Directions: Transcribe only the lines between the first line of the records and the line containing "negative clicks: (337, 43) (205, 43)", inclusive, exactly as written.

Data records:
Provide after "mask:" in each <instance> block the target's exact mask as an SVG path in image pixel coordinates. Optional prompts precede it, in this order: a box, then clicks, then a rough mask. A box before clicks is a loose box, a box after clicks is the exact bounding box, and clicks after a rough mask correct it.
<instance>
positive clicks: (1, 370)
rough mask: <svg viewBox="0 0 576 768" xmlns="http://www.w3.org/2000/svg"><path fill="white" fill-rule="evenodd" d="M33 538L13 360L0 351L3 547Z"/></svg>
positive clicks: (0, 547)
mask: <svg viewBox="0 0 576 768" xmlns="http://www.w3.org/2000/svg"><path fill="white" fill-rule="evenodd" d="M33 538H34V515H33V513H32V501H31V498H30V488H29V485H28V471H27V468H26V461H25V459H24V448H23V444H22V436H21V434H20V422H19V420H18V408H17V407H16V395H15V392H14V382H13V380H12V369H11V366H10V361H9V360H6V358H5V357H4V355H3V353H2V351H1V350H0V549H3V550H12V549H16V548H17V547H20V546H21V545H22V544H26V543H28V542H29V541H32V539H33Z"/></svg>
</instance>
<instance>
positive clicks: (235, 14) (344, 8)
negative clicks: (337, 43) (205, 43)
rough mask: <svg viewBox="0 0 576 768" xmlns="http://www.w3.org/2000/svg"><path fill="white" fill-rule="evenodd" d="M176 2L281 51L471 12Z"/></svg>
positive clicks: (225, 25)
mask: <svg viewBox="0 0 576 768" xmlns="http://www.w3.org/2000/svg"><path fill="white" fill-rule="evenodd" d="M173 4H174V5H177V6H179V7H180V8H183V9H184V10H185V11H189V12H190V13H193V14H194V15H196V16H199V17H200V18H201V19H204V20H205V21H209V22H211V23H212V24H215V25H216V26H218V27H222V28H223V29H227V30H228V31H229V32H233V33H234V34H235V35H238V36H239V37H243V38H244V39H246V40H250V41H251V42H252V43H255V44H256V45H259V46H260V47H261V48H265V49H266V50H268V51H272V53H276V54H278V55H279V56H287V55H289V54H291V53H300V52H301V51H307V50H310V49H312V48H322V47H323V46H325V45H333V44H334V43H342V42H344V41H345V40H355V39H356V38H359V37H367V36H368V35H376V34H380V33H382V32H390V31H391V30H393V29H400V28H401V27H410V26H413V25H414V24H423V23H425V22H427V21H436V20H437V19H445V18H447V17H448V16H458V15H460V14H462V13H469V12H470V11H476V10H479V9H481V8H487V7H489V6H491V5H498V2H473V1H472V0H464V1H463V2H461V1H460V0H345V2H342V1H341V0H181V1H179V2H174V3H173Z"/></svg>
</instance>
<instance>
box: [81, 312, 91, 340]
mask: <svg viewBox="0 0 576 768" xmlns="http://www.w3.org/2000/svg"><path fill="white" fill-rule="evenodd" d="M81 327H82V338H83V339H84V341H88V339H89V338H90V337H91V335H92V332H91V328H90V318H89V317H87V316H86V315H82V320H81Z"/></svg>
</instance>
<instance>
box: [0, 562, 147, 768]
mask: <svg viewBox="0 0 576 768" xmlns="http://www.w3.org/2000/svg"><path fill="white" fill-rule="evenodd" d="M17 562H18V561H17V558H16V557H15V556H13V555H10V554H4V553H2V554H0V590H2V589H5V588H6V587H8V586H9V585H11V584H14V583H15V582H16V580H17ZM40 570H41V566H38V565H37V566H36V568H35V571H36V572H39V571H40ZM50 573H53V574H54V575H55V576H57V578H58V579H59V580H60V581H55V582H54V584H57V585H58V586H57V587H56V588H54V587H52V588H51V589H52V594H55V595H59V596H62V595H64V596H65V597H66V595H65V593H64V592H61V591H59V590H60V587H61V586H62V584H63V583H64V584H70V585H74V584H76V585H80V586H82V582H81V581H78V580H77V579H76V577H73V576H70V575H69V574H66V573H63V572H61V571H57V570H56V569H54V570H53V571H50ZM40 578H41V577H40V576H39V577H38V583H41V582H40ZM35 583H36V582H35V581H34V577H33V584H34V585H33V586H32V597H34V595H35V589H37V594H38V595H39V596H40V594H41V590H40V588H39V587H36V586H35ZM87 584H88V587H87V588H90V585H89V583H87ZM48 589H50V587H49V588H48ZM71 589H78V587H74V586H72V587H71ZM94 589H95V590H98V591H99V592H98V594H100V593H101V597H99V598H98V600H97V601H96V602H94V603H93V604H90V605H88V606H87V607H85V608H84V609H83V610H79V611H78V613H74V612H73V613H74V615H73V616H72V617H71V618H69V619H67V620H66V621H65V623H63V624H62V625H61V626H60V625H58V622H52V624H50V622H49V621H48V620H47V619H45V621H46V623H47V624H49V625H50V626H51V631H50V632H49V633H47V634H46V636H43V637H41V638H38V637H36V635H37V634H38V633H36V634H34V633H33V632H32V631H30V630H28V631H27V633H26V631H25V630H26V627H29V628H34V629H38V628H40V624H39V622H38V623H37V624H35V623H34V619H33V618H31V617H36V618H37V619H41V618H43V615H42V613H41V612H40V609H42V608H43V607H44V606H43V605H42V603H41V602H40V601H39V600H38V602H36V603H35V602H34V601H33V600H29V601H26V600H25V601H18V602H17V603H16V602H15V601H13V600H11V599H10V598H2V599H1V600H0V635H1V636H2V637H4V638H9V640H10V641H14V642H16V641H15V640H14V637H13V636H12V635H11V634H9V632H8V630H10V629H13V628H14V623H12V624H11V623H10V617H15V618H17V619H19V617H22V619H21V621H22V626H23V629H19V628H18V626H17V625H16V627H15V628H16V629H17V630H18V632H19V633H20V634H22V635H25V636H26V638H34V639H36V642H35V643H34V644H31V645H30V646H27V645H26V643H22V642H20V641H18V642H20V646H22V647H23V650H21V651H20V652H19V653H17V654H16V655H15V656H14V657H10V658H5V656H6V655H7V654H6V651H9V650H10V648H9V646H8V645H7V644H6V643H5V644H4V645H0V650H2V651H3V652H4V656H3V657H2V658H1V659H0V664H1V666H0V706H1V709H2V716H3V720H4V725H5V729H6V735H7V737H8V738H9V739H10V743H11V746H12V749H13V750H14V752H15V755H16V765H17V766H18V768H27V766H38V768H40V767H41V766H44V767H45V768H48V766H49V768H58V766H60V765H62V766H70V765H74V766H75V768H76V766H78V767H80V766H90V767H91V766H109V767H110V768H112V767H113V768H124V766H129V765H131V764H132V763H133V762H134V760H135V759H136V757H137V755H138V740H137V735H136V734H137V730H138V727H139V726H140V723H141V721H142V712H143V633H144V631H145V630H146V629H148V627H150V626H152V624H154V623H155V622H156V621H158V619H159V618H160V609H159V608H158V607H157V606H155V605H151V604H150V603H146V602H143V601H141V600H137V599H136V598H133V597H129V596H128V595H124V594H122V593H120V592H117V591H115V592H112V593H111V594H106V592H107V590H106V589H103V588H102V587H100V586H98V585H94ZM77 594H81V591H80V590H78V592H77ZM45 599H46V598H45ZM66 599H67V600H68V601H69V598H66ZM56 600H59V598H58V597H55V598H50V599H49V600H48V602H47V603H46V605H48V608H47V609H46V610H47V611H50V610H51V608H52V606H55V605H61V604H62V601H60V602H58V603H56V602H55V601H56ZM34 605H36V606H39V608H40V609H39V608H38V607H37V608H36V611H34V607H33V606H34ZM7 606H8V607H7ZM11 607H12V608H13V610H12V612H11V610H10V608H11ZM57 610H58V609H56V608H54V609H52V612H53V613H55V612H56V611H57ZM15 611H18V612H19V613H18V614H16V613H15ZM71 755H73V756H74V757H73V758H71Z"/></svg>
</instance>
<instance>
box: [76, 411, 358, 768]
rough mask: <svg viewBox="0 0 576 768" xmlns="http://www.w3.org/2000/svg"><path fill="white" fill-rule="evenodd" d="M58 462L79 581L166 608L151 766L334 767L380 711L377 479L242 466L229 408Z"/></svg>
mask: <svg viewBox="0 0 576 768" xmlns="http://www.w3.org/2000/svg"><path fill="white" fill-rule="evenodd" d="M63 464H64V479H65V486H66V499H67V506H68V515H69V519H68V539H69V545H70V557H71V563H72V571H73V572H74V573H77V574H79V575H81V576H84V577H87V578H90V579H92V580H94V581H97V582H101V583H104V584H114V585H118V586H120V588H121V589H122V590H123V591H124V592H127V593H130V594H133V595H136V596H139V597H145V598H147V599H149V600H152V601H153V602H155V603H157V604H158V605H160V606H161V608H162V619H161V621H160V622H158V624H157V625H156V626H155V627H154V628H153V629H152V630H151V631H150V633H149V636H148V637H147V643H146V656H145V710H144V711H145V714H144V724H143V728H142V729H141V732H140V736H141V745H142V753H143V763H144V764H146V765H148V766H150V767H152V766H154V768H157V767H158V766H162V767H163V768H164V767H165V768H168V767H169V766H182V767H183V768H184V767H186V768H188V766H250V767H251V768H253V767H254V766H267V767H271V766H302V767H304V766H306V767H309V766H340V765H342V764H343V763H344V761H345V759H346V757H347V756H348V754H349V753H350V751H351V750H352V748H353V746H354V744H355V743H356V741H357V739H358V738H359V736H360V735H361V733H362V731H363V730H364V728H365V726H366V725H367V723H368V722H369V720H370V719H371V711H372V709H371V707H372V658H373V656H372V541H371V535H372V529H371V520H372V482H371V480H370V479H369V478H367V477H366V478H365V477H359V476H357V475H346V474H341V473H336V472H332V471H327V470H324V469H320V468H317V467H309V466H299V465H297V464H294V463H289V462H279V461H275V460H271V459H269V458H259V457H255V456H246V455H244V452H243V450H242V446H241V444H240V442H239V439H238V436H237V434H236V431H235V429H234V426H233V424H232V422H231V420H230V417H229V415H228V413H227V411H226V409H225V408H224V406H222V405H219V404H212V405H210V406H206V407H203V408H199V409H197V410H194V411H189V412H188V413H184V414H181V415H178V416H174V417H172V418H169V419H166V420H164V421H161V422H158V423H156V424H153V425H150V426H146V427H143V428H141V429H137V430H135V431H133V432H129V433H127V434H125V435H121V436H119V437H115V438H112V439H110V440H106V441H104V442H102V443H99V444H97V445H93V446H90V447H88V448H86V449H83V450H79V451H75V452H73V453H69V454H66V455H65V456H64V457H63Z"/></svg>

Expected output:
Provide after "mask:" in each <instance> block the target's exact mask as an SVG path in image pixel coordinates. Optional prompts precede it, in this order: a box, then clicks, then a rough mask. A box before clicks is a loose box, a box after clicks is the exact bounding box, and clicks after a rough mask correct it.
<instance>
positive clicks: (1, 370)
rough mask: <svg viewBox="0 0 576 768" xmlns="http://www.w3.org/2000/svg"><path fill="white" fill-rule="evenodd" d="M33 538L13 360L0 351L3 547Z"/></svg>
positive clicks: (0, 547)
mask: <svg viewBox="0 0 576 768" xmlns="http://www.w3.org/2000/svg"><path fill="white" fill-rule="evenodd" d="M33 538H34V515H33V513H32V501H31V498H30V488H29V485H28V471H27V468H26V461H25V459H24V448H23V444H22V436H21V434H20V422H19V420H18V408H17V407H16V395H15V392H14V382H13V380H12V369H11V366H10V361H9V360H6V358H5V357H4V355H3V353H2V351H1V350H0V549H3V550H12V549H16V548H17V547H20V546H21V545H22V544H26V543H28V542H29V541H32V539H33Z"/></svg>
</instance>
<instance>
positive clicks: (235, 14) (344, 8)
negative clicks: (337, 43) (205, 43)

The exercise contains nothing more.